** START OF LISTED ENTRIES **
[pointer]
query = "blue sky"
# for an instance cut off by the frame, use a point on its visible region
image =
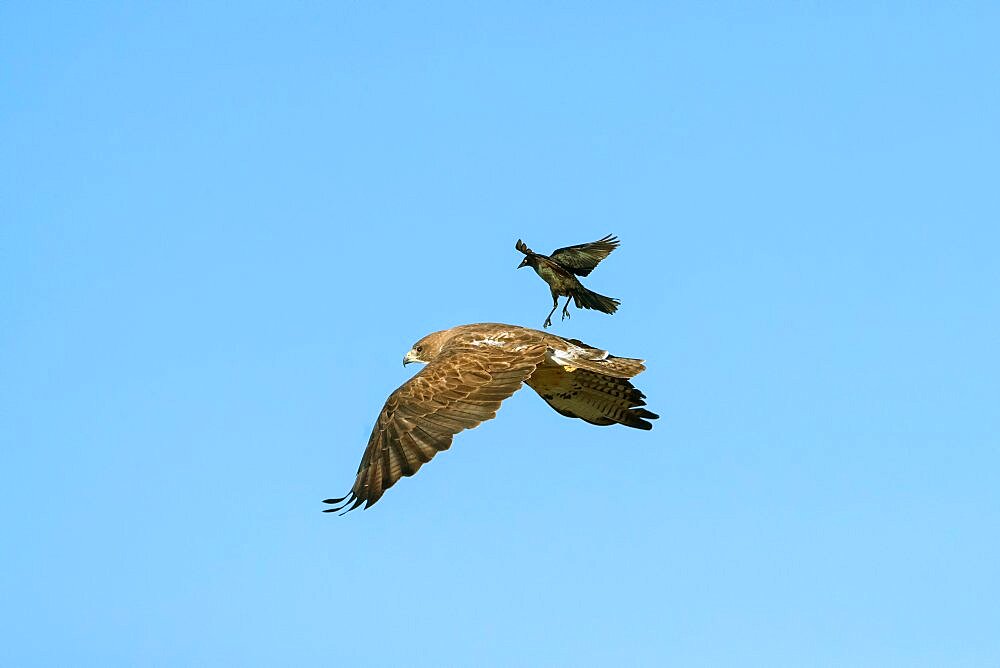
(221, 228)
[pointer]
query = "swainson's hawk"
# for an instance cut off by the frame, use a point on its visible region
(470, 370)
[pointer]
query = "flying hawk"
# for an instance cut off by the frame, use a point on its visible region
(558, 271)
(470, 370)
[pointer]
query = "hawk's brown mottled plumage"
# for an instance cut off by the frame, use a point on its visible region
(470, 370)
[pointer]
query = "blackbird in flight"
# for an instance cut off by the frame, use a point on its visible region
(560, 271)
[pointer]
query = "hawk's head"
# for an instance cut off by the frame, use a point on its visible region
(427, 348)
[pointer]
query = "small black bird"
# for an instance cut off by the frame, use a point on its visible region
(559, 268)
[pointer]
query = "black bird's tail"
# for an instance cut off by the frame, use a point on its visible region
(584, 298)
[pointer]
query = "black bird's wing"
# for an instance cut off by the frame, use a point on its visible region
(582, 258)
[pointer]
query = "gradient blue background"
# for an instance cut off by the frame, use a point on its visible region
(223, 225)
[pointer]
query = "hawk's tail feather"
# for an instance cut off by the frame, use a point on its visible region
(593, 397)
(584, 298)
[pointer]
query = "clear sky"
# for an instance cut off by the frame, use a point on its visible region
(222, 226)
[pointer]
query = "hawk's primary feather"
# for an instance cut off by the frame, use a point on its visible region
(471, 369)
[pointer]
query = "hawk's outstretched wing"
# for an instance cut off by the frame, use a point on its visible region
(458, 390)
(582, 258)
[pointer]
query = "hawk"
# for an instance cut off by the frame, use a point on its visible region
(560, 271)
(470, 370)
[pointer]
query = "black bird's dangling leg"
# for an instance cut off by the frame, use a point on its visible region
(555, 305)
(566, 308)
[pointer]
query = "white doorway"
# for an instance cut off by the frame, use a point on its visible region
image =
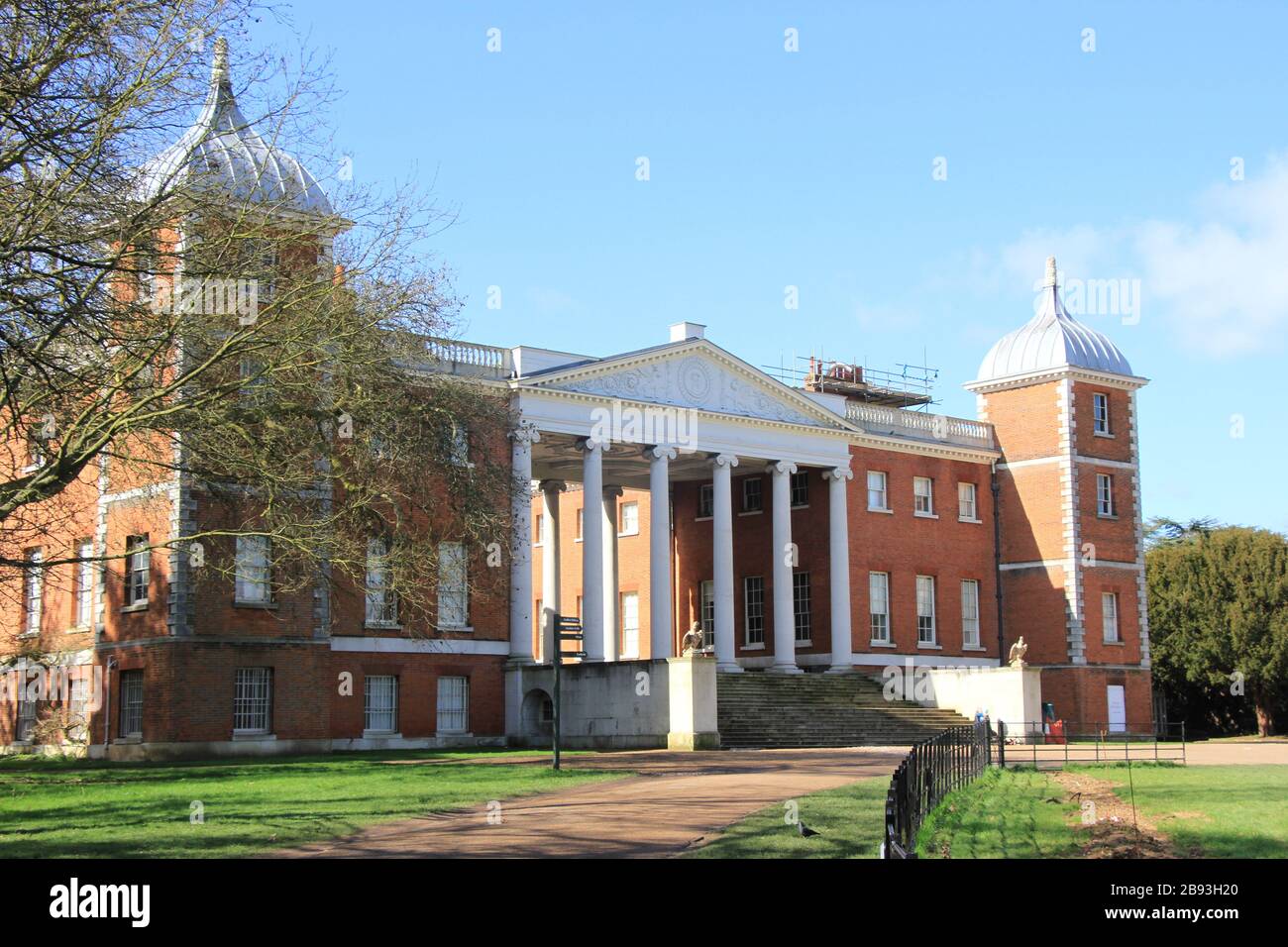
(1117, 709)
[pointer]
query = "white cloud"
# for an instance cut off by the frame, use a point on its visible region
(1219, 282)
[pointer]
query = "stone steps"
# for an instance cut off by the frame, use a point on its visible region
(769, 710)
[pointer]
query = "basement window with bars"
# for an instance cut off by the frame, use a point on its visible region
(380, 703)
(754, 602)
(132, 703)
(454, 705)
(253, 699)
(802, 605)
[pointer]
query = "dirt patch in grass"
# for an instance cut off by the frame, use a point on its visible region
(1109, 827)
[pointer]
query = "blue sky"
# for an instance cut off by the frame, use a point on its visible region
(814, 169)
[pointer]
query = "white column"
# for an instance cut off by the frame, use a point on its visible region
(838, 557)
(610, 618)
(520, 541)
(592, 549)
(661, 638)
(785, 558)
(721, 523)
(550, 491)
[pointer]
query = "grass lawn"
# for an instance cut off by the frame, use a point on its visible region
(1215, 812)
(1218, 812)
(849, 821)
(1006, 813)
(58, 808)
** END OF LISTED ENTRIES **
→ **YOUR GOAL**:
Can you repeat these lines with every "blue sky" switched to "open sky", keep everything else unchanged, and leave the pictures out?

→ **WRITTEN SOLUTION**:
[pointer]
query = "open sky"
# for an instance cut off by the frame, use a point on its visible region
image =
(221, 228)
[pointer]
query = "swainson's hawk"
# for an instance cut off by the frame, use a point on its visible region
(470, 370)
[pointer]
query = "flying hawk"
# for an instance cut off by the frame, use a point on its visible region
(558, 271)
(470, 370)
[pointer]
query = "hawk's brown mottled plumage"
# for an instance cut off by the frame, use a point on its visible region
(470, 370)
[pointer]
query = "blackbird in flight"
# for an instance cut off by the frame, use a point on its visible region
(560, 271)
[pointer]
query = "hawk's head"
# for an instance cut off by the frame, use a point on its visible region
(427, 348)
[pointer]
query = "small black bird"
# for an instance cut off by the frame, use a point on its visible region
(559, 268)
[pointer]
query = "black bird's tail"
# for an instance cut off by the frame, use a point on its visible region
(584, 298)
[pointer]
query = "black bird's wing"
# for an instance cut off by the frame, use a point on its visible region
(582, 258)
[pointer]
query = "gradient blue background"
# for an instance cut off by the frame, use a point on its visible region
(223, 225)
[pointer]
query = "hawk's tail feather"
# for an instance cut off by the frame, use a point on its visible region
(593, 397)
(584, 298)
[pointer]
query = "clear sky"
# for an instance cut off by the frame, use a point on its visible region
(222, 226)
[pointer]
query = "hawk's primary feather"
# for an instance cut off by the frame, use a point on its visible region
(471, 369)
[pointer]
query = "hawk's outstretched wing"
# for an instance cut off by the frame, use a point on its visible region
(458, 390)
(582, 258)
[pointer]
query = "hawk"
# for an instance cut off by the frame, use a point on its visible region
(560, 271)
(470, 370)
[pointer]
query = "black bird's dangling leg"
# for an instance cut off by the frame, use a point on its visible region
(555, 305)
(566, 308)
[pointer]
query = "white doorway"
# for an instance cut off by the frame, use a point on its visible region
image =
(1117, 709)
[pointer]
query = "white cloud"
# for an instance cut off by the frame, use a point on its visible region
(1219, 282)
[pointer]
query = "stone steps"
# for an instance cut off by the frame, use a point on its visible region
(769, 710)
[pointer]
query = "basement window with bars"
# for an instance cut off by the frame, use a point on its visible region
(380, 703)
(754, 602)
(132, 703)
(454, 705)
(253, 699)
(802, 605)
[pointer]
query = "dirt patch in grass"
# for an instance cut off by the frame, use a point on its visible region
(1109, 827)
[pointer]
query = "open sky"
# for an instance cut off by the frame, use a point on its visible region
(814, 169)
[pointer]
query = "white column"
# for an instance cut off by the frame, use a point on its visible region
(838, 557)
(610, 618)
(520, 541)
(592, 549)
(661, 638)
(785, 558)
(721, 523)
(550, 491)
[pointer]
query = "grass lawn"
# for an instance cut off by the frame, use a point on its visible region
(1215, 812)
(1218, 812)
(849, 821)
(1006, 813)
(58, 808)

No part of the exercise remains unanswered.